Exercise: Copy out, in full, each line from the entries below that contains the word "panel".

[Start]

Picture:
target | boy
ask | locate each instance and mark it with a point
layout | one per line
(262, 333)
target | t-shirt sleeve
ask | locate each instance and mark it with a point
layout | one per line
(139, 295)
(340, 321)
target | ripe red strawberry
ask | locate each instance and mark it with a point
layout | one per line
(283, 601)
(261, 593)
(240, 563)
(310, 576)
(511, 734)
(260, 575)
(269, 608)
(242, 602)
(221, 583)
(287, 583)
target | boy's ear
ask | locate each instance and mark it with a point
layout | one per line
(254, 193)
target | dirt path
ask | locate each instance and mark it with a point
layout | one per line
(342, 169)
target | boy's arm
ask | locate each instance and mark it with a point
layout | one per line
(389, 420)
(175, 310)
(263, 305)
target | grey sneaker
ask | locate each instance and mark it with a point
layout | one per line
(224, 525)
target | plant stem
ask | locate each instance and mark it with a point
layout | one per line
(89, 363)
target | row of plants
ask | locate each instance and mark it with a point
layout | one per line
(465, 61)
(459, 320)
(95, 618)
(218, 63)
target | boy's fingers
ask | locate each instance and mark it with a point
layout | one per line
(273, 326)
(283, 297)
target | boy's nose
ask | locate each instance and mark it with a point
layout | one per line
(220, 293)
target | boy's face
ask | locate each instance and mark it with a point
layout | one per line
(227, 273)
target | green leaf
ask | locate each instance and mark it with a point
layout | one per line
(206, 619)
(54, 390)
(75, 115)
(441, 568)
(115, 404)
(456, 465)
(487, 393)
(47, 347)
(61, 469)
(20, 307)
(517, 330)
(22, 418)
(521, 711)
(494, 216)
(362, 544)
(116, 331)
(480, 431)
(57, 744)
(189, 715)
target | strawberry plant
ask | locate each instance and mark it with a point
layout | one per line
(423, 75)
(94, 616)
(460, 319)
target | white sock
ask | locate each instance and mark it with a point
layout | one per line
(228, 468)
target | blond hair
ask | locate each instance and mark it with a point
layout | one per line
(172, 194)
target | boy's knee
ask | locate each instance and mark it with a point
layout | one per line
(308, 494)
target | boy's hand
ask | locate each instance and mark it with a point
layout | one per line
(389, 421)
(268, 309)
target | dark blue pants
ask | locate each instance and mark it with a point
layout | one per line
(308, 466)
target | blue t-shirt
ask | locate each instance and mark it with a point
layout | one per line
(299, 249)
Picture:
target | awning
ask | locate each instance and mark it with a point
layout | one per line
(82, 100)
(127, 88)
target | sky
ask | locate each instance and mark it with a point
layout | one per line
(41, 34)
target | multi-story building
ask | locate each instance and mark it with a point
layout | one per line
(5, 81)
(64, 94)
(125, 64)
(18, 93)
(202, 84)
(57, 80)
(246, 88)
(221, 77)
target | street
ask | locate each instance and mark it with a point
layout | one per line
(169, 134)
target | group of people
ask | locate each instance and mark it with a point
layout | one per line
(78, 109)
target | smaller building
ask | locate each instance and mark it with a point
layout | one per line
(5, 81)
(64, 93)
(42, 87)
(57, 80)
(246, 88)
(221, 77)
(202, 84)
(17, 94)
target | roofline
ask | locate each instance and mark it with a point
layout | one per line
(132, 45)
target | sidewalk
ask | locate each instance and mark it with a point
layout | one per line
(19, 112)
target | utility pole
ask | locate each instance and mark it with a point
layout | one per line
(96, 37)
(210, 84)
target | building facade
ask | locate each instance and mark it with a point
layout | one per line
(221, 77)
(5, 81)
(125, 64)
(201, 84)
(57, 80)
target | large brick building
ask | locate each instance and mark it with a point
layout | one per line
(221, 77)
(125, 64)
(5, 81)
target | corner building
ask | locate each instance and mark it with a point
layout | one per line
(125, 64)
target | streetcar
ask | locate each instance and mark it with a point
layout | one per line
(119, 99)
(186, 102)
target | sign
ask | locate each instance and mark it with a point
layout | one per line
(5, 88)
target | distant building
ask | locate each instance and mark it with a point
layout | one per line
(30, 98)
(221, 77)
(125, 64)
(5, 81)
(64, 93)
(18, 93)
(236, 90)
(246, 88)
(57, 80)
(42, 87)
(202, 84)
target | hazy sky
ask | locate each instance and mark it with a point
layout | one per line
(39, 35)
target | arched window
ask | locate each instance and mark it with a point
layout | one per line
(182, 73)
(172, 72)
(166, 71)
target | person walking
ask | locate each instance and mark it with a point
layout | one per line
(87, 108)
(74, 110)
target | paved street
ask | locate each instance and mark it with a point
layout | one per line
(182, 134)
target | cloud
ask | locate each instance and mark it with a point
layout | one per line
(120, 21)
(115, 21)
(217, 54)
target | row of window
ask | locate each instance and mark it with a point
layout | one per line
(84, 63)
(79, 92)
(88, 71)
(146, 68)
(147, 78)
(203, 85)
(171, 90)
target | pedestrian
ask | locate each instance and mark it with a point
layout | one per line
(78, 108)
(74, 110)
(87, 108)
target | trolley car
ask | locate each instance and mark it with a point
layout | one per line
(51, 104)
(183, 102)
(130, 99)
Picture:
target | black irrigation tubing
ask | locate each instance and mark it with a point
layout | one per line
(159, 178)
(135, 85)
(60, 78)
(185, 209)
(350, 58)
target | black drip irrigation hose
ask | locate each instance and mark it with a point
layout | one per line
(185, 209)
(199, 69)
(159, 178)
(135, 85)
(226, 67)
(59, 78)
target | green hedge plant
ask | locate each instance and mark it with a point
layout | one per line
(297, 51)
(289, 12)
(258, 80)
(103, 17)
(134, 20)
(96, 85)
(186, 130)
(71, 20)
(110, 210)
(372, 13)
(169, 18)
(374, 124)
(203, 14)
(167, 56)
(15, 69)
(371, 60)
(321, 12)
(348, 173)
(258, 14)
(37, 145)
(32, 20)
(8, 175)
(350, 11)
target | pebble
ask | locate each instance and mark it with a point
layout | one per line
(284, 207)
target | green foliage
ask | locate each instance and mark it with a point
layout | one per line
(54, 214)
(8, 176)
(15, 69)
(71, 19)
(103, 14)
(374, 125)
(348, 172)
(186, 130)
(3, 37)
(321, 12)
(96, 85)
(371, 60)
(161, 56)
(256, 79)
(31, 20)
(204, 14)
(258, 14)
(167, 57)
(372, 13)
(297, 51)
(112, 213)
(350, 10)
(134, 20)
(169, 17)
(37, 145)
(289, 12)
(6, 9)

[End]
[Start]

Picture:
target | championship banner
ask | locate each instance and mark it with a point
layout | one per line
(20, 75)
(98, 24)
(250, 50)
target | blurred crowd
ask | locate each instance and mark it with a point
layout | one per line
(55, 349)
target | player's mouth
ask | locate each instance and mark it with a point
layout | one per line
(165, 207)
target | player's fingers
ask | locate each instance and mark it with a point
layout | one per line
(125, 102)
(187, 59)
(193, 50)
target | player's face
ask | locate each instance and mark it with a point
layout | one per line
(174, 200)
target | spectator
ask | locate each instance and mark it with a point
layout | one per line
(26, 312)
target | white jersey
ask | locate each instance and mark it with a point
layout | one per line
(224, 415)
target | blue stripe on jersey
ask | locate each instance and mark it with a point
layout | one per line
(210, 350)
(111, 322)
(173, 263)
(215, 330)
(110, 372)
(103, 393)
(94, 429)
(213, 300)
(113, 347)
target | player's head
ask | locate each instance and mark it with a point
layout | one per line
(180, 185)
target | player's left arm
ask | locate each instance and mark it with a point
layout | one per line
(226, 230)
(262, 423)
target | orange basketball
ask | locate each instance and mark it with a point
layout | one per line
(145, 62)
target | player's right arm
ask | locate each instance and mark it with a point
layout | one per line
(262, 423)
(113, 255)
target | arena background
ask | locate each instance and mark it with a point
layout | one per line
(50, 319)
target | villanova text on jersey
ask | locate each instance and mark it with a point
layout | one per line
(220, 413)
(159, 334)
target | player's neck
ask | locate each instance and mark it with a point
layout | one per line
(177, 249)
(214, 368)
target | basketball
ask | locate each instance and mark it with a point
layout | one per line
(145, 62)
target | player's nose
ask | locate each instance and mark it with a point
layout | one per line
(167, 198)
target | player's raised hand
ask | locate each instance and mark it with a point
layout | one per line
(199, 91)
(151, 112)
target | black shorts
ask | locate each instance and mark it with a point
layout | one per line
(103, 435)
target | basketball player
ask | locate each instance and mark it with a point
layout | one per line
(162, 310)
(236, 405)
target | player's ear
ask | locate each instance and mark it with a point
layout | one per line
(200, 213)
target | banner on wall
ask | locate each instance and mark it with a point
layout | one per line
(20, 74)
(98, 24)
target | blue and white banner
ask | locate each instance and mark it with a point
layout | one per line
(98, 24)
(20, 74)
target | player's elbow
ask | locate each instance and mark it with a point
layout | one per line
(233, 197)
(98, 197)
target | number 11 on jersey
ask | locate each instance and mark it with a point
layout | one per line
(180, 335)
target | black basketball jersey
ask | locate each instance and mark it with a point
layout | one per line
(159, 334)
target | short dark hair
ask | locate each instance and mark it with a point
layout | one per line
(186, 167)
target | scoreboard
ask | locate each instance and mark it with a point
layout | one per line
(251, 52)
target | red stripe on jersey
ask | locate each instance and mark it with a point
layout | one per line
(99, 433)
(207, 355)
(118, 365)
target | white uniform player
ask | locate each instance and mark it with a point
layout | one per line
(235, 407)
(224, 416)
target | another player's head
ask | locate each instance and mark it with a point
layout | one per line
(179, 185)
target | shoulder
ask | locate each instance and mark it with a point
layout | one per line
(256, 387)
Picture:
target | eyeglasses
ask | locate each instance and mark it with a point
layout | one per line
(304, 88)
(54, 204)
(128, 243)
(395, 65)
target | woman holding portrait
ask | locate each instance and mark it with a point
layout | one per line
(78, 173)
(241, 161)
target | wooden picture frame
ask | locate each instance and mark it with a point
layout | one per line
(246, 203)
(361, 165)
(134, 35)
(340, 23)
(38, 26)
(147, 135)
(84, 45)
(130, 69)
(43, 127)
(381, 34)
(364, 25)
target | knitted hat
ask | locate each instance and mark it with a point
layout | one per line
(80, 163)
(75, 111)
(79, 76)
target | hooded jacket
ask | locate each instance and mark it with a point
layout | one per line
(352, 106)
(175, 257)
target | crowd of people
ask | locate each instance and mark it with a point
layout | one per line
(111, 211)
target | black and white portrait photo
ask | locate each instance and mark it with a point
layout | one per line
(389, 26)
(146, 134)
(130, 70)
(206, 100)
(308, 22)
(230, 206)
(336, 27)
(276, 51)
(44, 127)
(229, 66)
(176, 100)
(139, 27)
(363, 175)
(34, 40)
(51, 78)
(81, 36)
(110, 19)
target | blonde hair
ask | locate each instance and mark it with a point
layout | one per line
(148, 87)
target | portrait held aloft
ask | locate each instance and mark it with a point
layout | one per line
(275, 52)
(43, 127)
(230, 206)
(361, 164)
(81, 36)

[End]
[Start]

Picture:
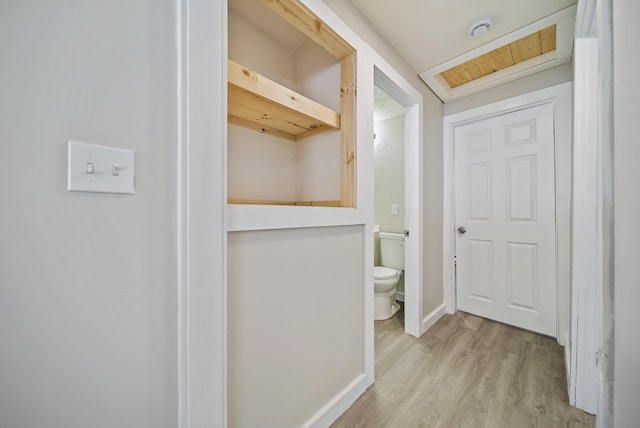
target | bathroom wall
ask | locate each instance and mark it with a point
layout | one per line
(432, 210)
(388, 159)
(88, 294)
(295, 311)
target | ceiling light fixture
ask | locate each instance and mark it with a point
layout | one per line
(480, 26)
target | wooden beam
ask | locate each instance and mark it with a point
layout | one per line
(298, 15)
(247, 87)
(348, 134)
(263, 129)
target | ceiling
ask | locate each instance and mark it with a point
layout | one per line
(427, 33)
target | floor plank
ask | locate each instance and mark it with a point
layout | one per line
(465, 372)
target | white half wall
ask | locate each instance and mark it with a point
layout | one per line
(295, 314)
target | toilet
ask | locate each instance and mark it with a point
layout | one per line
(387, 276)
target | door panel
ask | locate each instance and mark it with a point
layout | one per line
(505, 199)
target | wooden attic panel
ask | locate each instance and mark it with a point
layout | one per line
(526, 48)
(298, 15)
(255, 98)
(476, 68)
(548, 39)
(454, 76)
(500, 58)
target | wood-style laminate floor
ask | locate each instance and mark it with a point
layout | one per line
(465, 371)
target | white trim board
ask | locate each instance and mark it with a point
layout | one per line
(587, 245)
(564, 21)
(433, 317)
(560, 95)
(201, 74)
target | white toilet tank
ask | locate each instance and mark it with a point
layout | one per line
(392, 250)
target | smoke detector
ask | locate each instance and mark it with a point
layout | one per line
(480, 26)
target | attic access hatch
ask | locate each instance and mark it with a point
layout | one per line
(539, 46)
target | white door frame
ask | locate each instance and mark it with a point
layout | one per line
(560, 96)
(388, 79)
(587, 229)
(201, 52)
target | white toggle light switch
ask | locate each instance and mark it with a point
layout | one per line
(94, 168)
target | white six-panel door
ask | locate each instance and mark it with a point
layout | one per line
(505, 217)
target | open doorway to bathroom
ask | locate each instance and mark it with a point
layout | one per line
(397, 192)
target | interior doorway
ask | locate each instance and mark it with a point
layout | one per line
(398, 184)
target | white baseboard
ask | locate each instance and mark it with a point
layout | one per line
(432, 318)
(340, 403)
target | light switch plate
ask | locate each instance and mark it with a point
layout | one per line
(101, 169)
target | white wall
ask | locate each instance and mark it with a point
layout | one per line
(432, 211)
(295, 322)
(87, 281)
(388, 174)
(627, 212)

[End]

Answer:
target | door panel
target | wooden attic panel
target | white six-panel door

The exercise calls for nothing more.